Update the rows below by replacing each "louvered" with "slatted" and leaving everything else unchanged. Leave the pictures out of your answer.

● **PROVIDED RECORDS**:
□ □ □ □

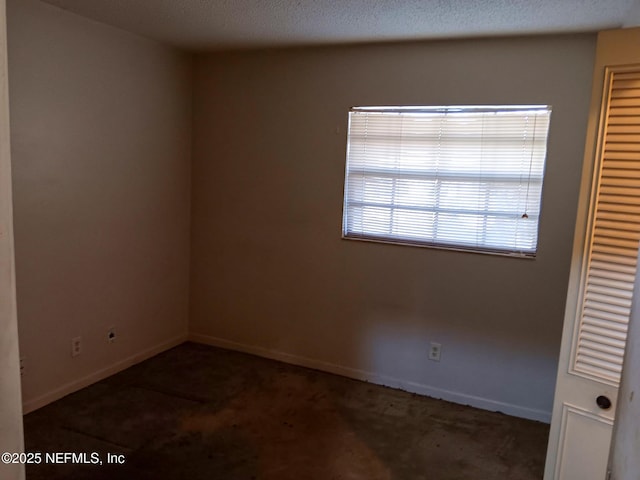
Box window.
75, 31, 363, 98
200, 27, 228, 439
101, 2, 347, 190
343, 105, 551, 257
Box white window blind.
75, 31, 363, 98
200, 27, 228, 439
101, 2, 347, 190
573, 71, 640, 385
343, 106, 551, 256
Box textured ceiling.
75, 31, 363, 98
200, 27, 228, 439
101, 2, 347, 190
38, 0, 640, 50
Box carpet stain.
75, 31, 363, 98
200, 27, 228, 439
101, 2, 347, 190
182, 373, 392, 480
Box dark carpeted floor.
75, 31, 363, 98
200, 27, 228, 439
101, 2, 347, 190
25, 343, 549, 480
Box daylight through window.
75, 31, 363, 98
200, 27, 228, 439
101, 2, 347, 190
343, 105, 551, 256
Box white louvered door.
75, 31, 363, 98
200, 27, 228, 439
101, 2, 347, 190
545, 67, 640, 480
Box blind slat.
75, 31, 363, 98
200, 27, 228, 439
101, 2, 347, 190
343, 106, 550, 256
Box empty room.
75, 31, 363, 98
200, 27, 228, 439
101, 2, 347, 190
0, 0, 640, 480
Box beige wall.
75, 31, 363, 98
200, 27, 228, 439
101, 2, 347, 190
190, 35, 595, 420
8, 0, 191, 410
0, 0, 24, 480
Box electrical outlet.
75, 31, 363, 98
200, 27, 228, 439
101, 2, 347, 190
429, 342, 442, 362
71, 337, 82, 357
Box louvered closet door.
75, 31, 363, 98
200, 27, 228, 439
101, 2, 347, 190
545, 67, 640, 480
573, 72, 640, 385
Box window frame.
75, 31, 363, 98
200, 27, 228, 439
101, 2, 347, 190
342, 105, 552, 259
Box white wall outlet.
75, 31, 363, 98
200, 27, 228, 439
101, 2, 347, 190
429, 342, 442, 362
71, 337, 82, 357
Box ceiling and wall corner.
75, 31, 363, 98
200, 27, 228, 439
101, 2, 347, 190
37, 0, 640, 50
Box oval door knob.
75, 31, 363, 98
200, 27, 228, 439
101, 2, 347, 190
596, 395, 611, 410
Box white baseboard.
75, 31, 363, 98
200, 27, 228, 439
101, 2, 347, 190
189, 333, 551, 423
22, 333, 187, 415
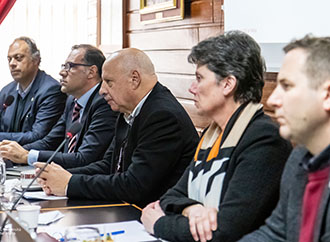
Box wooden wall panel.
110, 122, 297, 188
158, 73, 195, 99
128, 28, 198, 50
126, 0, 276, 131
145, 50, 195, 75
127, 0, 217, 31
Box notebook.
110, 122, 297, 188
6, 211, 37, 242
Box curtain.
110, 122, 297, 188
0, 0, 16, 24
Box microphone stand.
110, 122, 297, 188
0, 137, 68, 241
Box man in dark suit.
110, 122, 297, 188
240, 35, 330, 242
36, 49, 198, 206
0, 37, 66, 145
0, 45, 117, 168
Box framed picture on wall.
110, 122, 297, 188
140, 0, 184, 24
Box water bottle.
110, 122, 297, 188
0, 155, 6, 196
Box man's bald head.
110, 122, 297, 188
107, 48, 155, 75
100, 48, 157, 113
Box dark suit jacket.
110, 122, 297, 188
240, 146, 330, 242
24, 84, 118, 168
67, 83, 198, 206
0, 70, 67, 145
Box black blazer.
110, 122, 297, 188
67, 83, 198, 206
0, 70, 67, 145
24, 84, 118, 168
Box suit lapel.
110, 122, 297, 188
71, 83, 101, 150
20, 70, 42, 122
314, 178, 330, 241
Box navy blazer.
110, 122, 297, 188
24, 83, 118, 168
67, 83, 198, 207
0, 70, 67, 145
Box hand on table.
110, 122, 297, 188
0, 140, 29, 164
33, 162, 72, 196
141, 200, 165, 234
182, 204, 218, 242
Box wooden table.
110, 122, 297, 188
0, 199, 141, 242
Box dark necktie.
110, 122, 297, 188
68, 100, 82, 153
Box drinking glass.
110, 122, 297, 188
64, 226, 101, 242
0, 156, 6, 196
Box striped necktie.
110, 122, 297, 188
68, 99, 82, 153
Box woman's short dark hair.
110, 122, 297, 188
188, 31, 266, 103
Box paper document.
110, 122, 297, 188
24, 191, 68, 200
38, 221, 157, 242
38, 211, 64, 225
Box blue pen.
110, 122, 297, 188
111, 230, 125, 235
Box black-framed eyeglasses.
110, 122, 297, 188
61, 62, 92, 71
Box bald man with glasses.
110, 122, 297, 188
0, 45, 117, 168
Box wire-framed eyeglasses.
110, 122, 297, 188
61, 62, 92, 71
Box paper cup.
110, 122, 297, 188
16, 205, 40, 229
21, 169, 38, 189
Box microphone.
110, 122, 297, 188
2, 95, 15, 112
0, 95, 15, 129
0, 122, 81, 237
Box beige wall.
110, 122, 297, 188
0, 0, 96, 88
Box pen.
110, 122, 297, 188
111, 230, 125, 235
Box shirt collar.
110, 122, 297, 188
302, 145, 330, 172
16, 78, 35, 99
124, 90, 152, 126
77, 84, 98, 109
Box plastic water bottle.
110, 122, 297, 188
0, 155, 6, 196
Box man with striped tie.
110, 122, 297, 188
0, 44, 117, 168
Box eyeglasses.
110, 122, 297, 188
61, 62, 92, 71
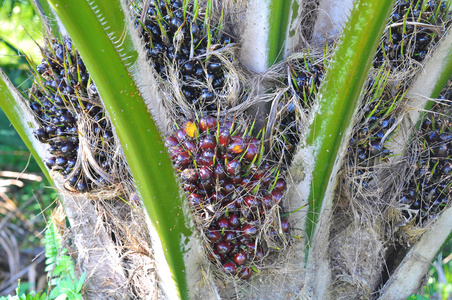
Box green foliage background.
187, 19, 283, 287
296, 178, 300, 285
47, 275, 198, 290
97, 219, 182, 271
0, 0, 452, 299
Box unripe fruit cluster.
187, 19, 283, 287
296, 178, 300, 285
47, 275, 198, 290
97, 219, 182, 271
274, 59, 324, 165
399, 111, 452, 224
374, 0, 447, 69
135, 0, 233, 113
29, 39, 113, 192
165, 116, 289, 279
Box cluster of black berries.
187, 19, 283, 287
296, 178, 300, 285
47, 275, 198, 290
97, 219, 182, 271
135, 0, 232, 113
348, 99, 395, 172
165, 116, 289, 279
29, 39, 113, 192
374, 0, 447, 69
274, 59, 324, 164
399, 109, 452, 224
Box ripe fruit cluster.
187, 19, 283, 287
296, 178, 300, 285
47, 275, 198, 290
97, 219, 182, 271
165, 116, 289, 279
29, 39, 113, 192
135, 0, 232, 113
374, 0, 447, 69
399, 104, 452, 224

□ □ □ □

● **FINISHED TASK**:
Box window.
75, 31, 363, 98
200, 27, 228, 439
101, 2, 347, 190
343, 105, 551, 257
Box white window blind.
75, 31, 363, 98
200, 27, 228, 439
101, 2, 347, 190
573, 71, 640, 385
343, 106, 551, 256
Box textured ceiling.
75, 31, 363, 98
200, 27, 228, 439
101, 2, 347, 190
38, 0, 640, 50
Box carpet stain.
75, 31, 363, 98
200, 27, 228, 439
101, 2, 347, 190
182, 373, 392, 480
Box dark carpeted floor.
75, 31, 363, 98
200, 27, 228, 439
101, 2, 347, 190
25, 343, 549, 480
Box daylight through window.
75, 31, 363, 98
200, 27, 228, 439
101, 2, 347, 190
343, 105, 551, 256
Box white slatted door.
75, 31, 363, 98
200, 27, 228, 439
101, 2, 347, 190
545, 67, 640, 480
Box blind slat.
75, 31, 363, 98
200, 27, 228, 439
101, 2, 347, 190
343, 106, 550, 256
Box empty room.
75, 31, 363, 98
200, 27, 228, 439
101, 2, 347, 190
0, 0, 640, 480
Box beige wall.
75, 31, 363, 98
200, 27, 228, 439
101, 2, 347, 190
190, 35, 595, 420
8, 0, 191, 410
0, 0, 24, 480
Box electrical outlet.
75, 31, 363, 98
200, 27, 228, 439
101, 2, 347, 190
429, 342, 442, 362
71, 337, 82, 357
Box slatted closet door.
75, 31, 363, 98
200, 27, 228, 439
101, 2, 347, 190
545, 67, 640, 480
573, 72, 640, 385
Box window frame.
75, 31, 363, 98
200, 27, 228, 439
101, 2, 347, 190
342, 105, 552, 259
Box white wall outlet.
75, 31, 363, 98
200, 27, 228, 439
101, 2, 347, 190
429, 342, 442, 362
71, 337, 82, 357
Box ceiling and wall corner.
75, 31, 363, 98
200, 27, 228, 439
101, 2, 347, 190
37, 0, 640, 50
Box oval door knob.
75, 31, 363, 98
200, 27, 228, 439
101, 2, 347, 190
596, 395, 611, 410
Box white baseboard.
75, 31, 363, 98
200, 27, 228, 439
101, 2, 347, 190
189, 333, 551, 423
22, 333, 187, 415
Box wooden wall panel.
110, 122, 297, 188
158, 73, 195, 99
128, 28, 198, 50
126, 0, 276, 131
145, 50, 195, 75
127, 0, 217, 31
Box notebook.
110, 122, 297, 188
6, 211, 37, 242
Box curtain.
110, 122, 297, 188
0, 0, 16, 24
Box microphone stand.
110, 122, 297, 188
0, 137, 68, 241
Box man in dark suit.
110, 122, 297, 188
240, 35, 330, 242
36, 49, 198, 206
0, 37, 66, 145
0, 45, 117, 168
Box framed picture on wall.
110, 122, 297, 188
140, 0, 184, 24
Box water bottle.
110, 122, 297, 188
0, 155, 6, 196
Box man's bald head.
110, 122, 297, 188
107, 48, 155, 75
100, 48, 157, 113
Box dark suit jacket.
110, 122, 297, 188
240, 146, 330, 242
24, 84, 118, 168
67, 83, 198, 206
0, 70, 67, 145
Box black blazer.
110, 122, 297, 188
67, 83, 198, 206
0, 70, 67, 145
24, 84, 118, 168
Box suit lapel.
110, 122, 297, 188
71, 83, 101, 150
20, 70, 42, 122
314, 178, 330, 241
Box navy blazer.
110, 122, 297, 188
24, 83, 118, 168
67, 83, 198, 207
0, 70, 67, 145
Box hand on table.
110, 122, 297, 188
0, 140, 29, 164
33, 162, 72, 196
141, 200, 165, 234
182, 204, 218, 242
Box wooden table.
110, 122, 297, 188
0, 199, 141, 242
Box dark necktie.
110, 122, 297, 188
68, 100, 82, 153
Box drinking glass.
110, 122, 297, 188
64, 226, 101, 242
0, 156, 6, 196
Box striped necktie.
110, 122, 297, 188
68, 99, 82, 153
Box woman's short dark hair.
110, 122, 297, 188
188, 31, 266, 103
Box paper document.
110, 122, 297, 188
24, 191, 68, 200
38, 221, 157, 242
38, 211, 64, 225
Box blue pen.
110, 122, 297, 188
111, 230, 125, 235
Box black-framed eyeglasses.
110, 122, 297, 188
61, 62, 92, 71
Box bald man with glasses.
110, 122, 297, 188
0, 45, 117, 168
Box wire-framed eyeglasses.
110, 122, 297, 188
61, 62, 92, 71
Box paper cup.
110, 122, 297, 188
16, 205, 40, 229
21, 169, 38, 189
Box microphone.
110, 122, 297, 188
2, 95, 15, 112
0, 95, 15, 129
0, 122, 81, 237
Box beige wall.
110, 122, 297, 188
0, 0, 96, 88
Box pen.
110, 122, 297, 188
111, 230, 125, 235
Box shirt collar.
110, 122, 297, 188
302, 145, 330, 172
16, 78, 35, 99
124, 90, 152, 126
77, 84, 98, 109
Box plastic water bottle.
110, 122, 297, 188
0, 155, 6, 196
Box man with striped tie.
110, 122, 297, 188
0, 44, 117, 168
Box eyeglasses.
110, 122, 297, 188
61, 62, 92, 71
Box green foliage background.
187, 19, 283, 287
296, 178, 300, 285
47, 275, 198, 290
97, 219, 182, 271
0, 0, 452, 299
Box unripe fruit cluster.
187, 19, 283, 287
296, 178, 300, 285
47, 275, 198, 290
97, 219, 182, 271
274, 59, 324, 165
399, 111, 452, 224
374, 0, 447, 69
135, 0, 233, 113
29, 39, 113, 192
165, 116, 289, 279
Box cluster of black berries.
187, 19, 283, 287
296, 178, 300, 285
47, 275, 198, 290
97, 219, 182, 271
135, 0, 232, 113
348, 99, 395, 172
165, 116, 289, 279
29, 39, 113, 192
374, 0, 447, 69
274, 59, 324, 164
399, 109, 452, 224
Box ripe fruit cluster.
187, 19, 283, 287
296, 178, 300, 285
47, 275, 198, 290
97, 219, 182, 271
165, 116, 289, 279
29, 39, 113, 192
135, 0, 232, 113
374, 0, 447, 69
399, 104, 452, 224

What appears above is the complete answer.